▶ [Prompt]: Everything from the line containing "Read each instance's" through the final line of the entries, both included, should be copied exactly and with nothing else; please skip pictures.

▶ [Material for this task]:
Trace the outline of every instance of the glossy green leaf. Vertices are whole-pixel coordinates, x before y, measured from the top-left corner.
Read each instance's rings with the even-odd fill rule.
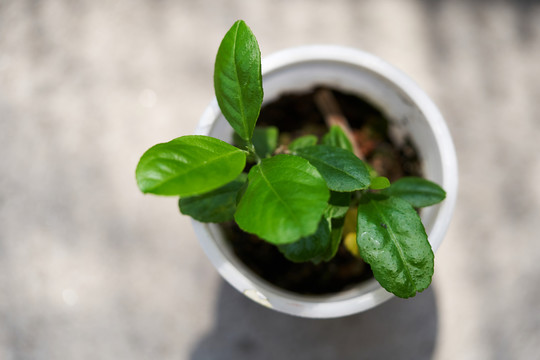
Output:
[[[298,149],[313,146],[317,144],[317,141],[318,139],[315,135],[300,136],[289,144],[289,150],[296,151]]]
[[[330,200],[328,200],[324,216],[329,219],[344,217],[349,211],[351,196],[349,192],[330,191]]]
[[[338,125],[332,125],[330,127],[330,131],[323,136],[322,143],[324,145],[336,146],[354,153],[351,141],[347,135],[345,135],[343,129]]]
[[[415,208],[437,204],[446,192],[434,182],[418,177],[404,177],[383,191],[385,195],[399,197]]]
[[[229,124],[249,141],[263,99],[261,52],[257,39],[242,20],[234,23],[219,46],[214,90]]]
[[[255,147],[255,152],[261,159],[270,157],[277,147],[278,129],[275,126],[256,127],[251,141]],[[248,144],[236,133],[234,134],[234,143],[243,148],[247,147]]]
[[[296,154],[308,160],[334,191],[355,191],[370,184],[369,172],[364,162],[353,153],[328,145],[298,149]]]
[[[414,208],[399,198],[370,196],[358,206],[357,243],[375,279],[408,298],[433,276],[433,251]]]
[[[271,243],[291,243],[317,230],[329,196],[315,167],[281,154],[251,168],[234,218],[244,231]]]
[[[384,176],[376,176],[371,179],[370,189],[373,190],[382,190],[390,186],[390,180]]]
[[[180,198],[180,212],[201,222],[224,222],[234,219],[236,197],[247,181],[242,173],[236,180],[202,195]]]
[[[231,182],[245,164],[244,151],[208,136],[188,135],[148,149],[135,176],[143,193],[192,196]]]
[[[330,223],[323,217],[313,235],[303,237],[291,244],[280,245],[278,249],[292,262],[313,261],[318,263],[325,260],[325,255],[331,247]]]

▶ [Output]:
Read each instance's rings with the even-odd fill rule.
Output:
[[[298,149],[313,146],[317,144],[317,141],[318,139],[315,135],[300,136],[289,144],[289,150],[296,151]]]
[[[330,200],[328,200],[324,216],[329,219],[344,217],[349,211],[351,196],[349,192],[330,191]]]
[[[338,125],[332,125],[330,127],[330,131],[323,136],[322,143],[324,145],[336,146],[354,153],[351,141],[347,135],[345,135],[343,129]]]
[[[415,208],[437,204],[446,192],[434,182],[418,177],[404,177],[383,191],[385,195],[399,197]]]
[[[229,124],[249,141],[263,99],[261,52],[257,39],[242,20],[234,23],[219,46],[214,90]]]
[[[255,147],[255,152],[261,159],[270,157],[277,147],[278,129],[275,126],[256,127],[251,141]],[[248,144],[236,133],[234,134],[234,143],[243,148],[247,147]]]
[[[296,154],[308,160],[334,191],[355,191],[370,184],[369,172],[364,162],[353,153],[328,145],[298,149]]]
[[[414,208],[399,198],[370,196],[358,206],[357,243],[375,279],[408,298],[433,276],[433,251]]]
[[[271,243],[291,243],[317,230],[329,196],[315,167],[281,154],[251,168],[234,218],[244,231]]]
[[[384,176],[376,176],[371,179],[370,189],[373,190],[382,190],[390,186],[390,180]]]
[[[180,198],[180,212],[201,222],[224,222],[234,219],[236,197],[247,181],[242,173],[236,180],[202,195]]]
[[[231,182],[245,164],[244,151],[208,136],[188,135],[148,149],[135,176],[143,193],[192,196]]]
[[[330,223],[323,217],[313,235],[303,237],[291,244],[280,245],[278,249],[292,262],[313,261],[318,263],[325,260],[325,255],[331,247]]]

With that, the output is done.